TASK BRIEF: Lines before the one containing "spot the utility pole in the photo above" are excluded. Repeat that line and every line after it, exactly.

GIVEN INFORMATION:
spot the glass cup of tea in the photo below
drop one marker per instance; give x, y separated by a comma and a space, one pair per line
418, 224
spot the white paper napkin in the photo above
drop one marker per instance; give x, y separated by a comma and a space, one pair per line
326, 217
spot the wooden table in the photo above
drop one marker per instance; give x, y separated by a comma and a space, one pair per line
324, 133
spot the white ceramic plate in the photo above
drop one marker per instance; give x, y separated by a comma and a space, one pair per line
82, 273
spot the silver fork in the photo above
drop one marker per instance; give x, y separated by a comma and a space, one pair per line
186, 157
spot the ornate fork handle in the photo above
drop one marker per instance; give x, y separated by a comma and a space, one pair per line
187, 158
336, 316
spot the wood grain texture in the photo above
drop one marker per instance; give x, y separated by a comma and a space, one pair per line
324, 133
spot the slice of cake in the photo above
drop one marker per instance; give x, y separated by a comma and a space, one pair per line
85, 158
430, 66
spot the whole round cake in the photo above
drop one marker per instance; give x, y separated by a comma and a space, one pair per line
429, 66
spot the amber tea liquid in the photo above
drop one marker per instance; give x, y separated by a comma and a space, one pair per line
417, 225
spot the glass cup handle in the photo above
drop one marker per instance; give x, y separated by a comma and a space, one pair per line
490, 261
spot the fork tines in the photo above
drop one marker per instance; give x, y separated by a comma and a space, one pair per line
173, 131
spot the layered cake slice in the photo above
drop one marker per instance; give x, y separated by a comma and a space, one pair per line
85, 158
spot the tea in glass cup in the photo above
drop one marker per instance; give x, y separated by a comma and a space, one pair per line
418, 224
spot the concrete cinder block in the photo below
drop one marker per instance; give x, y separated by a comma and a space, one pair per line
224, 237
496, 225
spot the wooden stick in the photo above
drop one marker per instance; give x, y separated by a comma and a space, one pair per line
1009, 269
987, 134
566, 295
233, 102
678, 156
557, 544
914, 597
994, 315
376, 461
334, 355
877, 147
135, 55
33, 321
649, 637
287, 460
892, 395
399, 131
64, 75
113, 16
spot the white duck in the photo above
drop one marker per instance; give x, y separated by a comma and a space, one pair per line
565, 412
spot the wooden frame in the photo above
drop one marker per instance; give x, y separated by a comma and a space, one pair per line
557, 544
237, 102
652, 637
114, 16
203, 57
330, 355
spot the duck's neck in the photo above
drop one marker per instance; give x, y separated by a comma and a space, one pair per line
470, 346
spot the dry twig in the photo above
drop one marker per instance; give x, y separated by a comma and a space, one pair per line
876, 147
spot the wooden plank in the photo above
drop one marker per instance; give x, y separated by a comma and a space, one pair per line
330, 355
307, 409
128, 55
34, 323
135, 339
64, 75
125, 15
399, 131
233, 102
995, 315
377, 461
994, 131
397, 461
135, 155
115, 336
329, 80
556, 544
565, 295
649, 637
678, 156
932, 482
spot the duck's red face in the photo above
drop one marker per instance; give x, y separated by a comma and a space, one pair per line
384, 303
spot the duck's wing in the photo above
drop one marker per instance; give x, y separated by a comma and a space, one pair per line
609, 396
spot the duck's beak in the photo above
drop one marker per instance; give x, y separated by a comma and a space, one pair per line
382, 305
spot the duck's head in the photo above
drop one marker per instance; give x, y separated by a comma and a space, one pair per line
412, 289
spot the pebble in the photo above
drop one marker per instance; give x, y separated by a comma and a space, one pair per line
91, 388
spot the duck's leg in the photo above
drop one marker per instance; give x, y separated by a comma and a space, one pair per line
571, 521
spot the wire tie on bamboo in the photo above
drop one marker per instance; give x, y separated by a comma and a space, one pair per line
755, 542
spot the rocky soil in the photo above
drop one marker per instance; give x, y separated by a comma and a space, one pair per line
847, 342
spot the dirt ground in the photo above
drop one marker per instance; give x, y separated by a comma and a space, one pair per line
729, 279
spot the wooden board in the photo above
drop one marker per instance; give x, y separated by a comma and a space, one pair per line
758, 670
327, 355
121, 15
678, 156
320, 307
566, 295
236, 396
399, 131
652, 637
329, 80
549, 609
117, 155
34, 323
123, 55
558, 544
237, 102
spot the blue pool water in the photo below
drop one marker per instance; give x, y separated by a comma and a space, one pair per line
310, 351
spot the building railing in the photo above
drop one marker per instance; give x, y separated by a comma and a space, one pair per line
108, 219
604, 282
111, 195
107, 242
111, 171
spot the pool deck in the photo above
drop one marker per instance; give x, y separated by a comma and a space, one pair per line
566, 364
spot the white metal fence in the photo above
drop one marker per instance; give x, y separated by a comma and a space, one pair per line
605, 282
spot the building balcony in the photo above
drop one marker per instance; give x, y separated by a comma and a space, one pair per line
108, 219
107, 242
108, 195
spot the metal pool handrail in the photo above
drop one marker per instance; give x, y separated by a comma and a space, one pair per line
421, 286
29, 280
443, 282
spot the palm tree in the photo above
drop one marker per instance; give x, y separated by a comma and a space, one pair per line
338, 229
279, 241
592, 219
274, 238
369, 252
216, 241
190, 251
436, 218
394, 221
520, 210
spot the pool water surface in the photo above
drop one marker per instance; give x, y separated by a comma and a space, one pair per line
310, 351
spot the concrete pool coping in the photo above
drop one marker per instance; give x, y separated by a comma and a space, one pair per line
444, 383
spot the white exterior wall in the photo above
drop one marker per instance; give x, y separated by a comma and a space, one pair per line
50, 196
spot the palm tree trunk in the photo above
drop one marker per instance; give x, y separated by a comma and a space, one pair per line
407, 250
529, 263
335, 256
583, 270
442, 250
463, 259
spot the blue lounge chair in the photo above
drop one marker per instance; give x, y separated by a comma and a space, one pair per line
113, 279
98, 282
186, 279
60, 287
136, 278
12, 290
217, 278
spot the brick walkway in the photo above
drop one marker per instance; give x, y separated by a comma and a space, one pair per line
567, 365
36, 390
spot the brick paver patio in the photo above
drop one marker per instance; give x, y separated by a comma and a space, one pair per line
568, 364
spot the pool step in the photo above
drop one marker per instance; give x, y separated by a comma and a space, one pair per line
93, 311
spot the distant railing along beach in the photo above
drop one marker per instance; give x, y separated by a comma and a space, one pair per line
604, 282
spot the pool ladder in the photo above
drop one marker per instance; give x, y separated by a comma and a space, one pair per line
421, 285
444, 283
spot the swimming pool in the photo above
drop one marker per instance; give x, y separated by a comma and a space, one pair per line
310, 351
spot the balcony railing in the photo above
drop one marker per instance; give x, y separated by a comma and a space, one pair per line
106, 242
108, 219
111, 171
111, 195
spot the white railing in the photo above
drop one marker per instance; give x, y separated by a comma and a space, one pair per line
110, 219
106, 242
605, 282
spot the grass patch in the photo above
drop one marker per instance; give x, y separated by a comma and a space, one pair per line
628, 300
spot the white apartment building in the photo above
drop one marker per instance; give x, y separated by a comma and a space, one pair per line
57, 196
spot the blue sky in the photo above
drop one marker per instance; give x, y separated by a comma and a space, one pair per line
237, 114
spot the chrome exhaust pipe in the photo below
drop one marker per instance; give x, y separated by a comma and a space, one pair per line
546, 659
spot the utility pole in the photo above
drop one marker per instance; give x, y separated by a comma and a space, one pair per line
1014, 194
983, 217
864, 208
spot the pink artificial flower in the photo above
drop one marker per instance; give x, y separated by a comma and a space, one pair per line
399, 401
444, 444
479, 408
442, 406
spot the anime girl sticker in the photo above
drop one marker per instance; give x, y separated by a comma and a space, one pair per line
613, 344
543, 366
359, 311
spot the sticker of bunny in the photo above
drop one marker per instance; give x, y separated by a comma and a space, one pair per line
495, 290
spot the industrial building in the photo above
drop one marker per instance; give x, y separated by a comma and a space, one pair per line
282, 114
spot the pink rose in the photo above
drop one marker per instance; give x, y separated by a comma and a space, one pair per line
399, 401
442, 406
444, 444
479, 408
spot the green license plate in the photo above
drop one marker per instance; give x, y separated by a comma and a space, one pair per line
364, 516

RESPONSE TO THIS EXERCISE:
spot the utility pole in the photo above
drop one marker per instance; give x, y separated by a comma and a space, one pair per line
1014, 194
983, 217
864, 208
spot the pink artificial flower in the photo above
drop one marker per instance; give x, y separated by a comma and a space, one pair per line
399, 401
444, 444
479, 408
442, 406
spot the anime girl sticker in the photo above
drop one marker per instance; give x, y separated by a comma and a space, one pair per line
613, 344
543, 366
359, 311
spot the sticker of bunny in the photo above
drop one marker per instance; give x, y separated by a comma and a space, one pair per line
495, 290
spot the industrial building in the photo above
drop one marker per instance; give x, y separated by a comma and a space, one pair per line
282, 114
spot the pink rose in the photo above
drop one marker per instance; give x, y separated by a comma and a space, one pair per line
399, 401
442, 406
444, 444
479, 408
spot the green license plate in the photo above
drop one marker per instance; give x, y separated by a comma and a space, one pair per line
364, 516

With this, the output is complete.